### AUSGANGSTEXT
▶

Eine deutliche gerichtliche Klatsche für die Stadt Dortmund hat heute (25. Januar 2022) im Sozialausschuss ein politisches Nachspiel. Die Vertreter:innen mehrerer Parteien wollen wissen, wieso die Stadt Erzwingungshaft zur Durchsetzung von Geldstrafen gegen einen Obdachlosen verhängen lassen wollte, die dieser u.a. wegen Bettelns bekommen hatte – und nicht bezahlen konnte. Die Reaktionen aus der Zivilgesellschaft waren und sind heftig – und die Politik will, dass sich die Stadtverwaltung nun erklärt.
Erzwingungshaft bezieht sich auf Zahlungsunwillige, nicht Zahlungsunfähige
Der Beschluss des Amtsgerichts Dortmund im Dezember 2021 war eine schallende Ohrfeige für die Stadt: Denn Sinn und Zweck der Erzwingungshaft sei es, einen Zahlungsunwilligen – nicht Zahlungsunfähigen! – zur Zahlung einer Geldbuße zu zwingen, heißt es im schriftlichen Beschluss des Amtsgerichts Dortmund.
Die Stadt wollte eine Erzwingungshaft gegen einen Obdachlosen durchsetzen, der u.a. mehrfach gegen die Corona-Schutzverordnung verstoßen hatte. Insgesamt siebzehn Mal wurden Bußgelder gegen den Betroffenen verhängt, die von 25 Euro bis zu enormen 2.200 Euro reichten. Insgesamt kam so im Laufe eines Jahres eine Summe von 7.325 Euro ausstehender Bußgelder zusammen.

◀

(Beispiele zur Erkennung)
▶

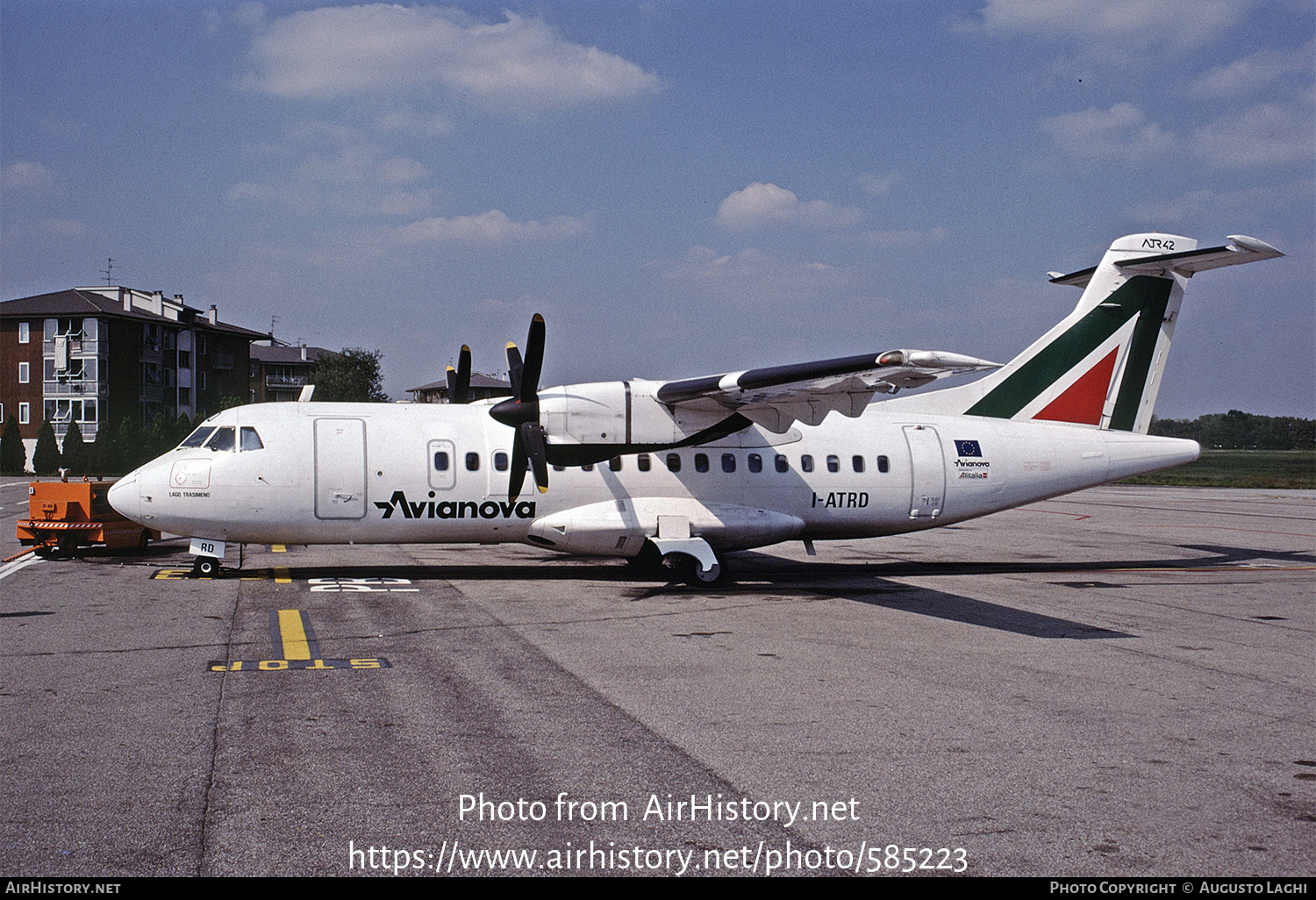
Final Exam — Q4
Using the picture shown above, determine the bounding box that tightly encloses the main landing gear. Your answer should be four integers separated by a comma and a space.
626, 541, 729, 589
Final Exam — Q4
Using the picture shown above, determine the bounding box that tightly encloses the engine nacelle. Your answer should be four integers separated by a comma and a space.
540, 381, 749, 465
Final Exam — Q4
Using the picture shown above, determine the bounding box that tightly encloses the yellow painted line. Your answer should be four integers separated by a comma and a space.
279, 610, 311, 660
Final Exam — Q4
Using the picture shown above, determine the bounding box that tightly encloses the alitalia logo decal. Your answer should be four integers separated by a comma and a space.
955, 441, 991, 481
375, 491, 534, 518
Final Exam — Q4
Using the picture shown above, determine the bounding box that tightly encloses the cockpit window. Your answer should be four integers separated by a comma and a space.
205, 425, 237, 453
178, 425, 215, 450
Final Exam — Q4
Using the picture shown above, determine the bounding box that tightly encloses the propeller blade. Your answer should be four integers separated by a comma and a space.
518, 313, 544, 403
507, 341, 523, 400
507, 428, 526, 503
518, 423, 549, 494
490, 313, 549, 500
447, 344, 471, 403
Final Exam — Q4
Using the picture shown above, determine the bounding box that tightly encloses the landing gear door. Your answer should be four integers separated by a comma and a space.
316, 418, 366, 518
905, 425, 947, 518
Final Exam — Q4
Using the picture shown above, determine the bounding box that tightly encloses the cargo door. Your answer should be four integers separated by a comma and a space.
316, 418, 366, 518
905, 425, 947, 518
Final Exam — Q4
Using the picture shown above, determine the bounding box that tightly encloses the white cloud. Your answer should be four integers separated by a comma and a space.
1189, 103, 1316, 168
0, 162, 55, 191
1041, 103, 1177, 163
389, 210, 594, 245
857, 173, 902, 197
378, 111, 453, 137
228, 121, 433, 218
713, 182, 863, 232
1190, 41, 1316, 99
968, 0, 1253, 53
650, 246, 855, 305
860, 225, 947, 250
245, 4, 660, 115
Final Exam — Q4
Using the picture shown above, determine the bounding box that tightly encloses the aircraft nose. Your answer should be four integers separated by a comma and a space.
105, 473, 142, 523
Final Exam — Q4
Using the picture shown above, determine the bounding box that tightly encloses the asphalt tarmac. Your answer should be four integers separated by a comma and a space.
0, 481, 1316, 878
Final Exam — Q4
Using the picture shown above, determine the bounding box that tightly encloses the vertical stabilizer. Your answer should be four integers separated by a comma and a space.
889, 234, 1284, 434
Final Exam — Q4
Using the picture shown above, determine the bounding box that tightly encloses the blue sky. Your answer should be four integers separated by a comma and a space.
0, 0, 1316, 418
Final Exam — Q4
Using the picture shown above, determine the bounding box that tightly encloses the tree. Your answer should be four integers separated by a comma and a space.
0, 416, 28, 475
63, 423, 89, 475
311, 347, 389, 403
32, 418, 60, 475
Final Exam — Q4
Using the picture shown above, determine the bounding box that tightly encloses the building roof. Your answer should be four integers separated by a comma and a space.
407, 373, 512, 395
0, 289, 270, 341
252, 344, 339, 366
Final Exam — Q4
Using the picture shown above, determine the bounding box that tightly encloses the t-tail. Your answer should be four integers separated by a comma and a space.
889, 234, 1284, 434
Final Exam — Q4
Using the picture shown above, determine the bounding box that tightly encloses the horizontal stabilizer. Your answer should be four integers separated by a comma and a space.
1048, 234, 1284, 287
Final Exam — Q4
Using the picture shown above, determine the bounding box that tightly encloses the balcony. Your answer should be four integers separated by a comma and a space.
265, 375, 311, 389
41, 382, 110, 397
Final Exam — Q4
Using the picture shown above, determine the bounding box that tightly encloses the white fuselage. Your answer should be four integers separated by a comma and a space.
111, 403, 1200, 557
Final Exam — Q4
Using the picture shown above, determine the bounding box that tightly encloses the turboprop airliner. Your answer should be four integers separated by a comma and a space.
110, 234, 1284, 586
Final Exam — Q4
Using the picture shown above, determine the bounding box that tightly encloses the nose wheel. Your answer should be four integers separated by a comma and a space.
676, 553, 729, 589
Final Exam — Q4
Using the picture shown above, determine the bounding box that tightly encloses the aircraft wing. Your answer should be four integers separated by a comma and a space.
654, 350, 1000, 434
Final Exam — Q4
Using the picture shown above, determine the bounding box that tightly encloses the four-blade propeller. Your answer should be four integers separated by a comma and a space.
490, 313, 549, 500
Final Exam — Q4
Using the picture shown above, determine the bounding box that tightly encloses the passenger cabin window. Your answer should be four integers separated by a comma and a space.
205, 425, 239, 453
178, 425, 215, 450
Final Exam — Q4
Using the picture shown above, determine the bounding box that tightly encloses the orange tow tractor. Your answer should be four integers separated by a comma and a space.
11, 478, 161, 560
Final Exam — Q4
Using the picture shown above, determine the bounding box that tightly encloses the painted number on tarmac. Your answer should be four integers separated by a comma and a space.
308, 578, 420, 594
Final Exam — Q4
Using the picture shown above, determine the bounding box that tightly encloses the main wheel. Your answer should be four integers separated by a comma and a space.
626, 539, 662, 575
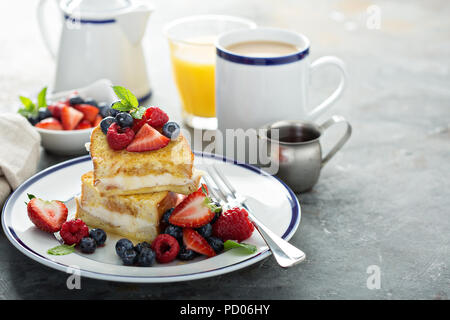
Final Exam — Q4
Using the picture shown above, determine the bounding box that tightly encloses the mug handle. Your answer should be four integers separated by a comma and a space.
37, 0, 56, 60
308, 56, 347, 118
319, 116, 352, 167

◀

### AUFGABENSTELLUNG
Kopiere aus dem Ausgangstext wortgetreu den Abschnitt, der mit den Worten „Erzwingungshaft bezieht sich“ einsetzt und mit „des Amtsgerichts Dortmund.“ schließt. Stütze dich ausschließlich auf den Ausgangstext und nicht auf die Einträge.

### VOLLSTÄNDIGE ANTWORT
Erzwingungshaft bezieht sich auf Zahlungsunwillige, nicht Zahlungsunfähige
Der Beschluss des Amtsgerichts Dortmund im Dezember 2021 war eine schallende Ohrfeige für die Stadt: Denn Sinn und Zweck der Erzwingungshaft sei es, einen Zahlungsunwilligen – nicht Zahlungsunfähigen! – zur Zahlung einer Geldbuße zu zwingen, heißt es im schriftlichen Beschluss des Amtsgerichts Dortmund.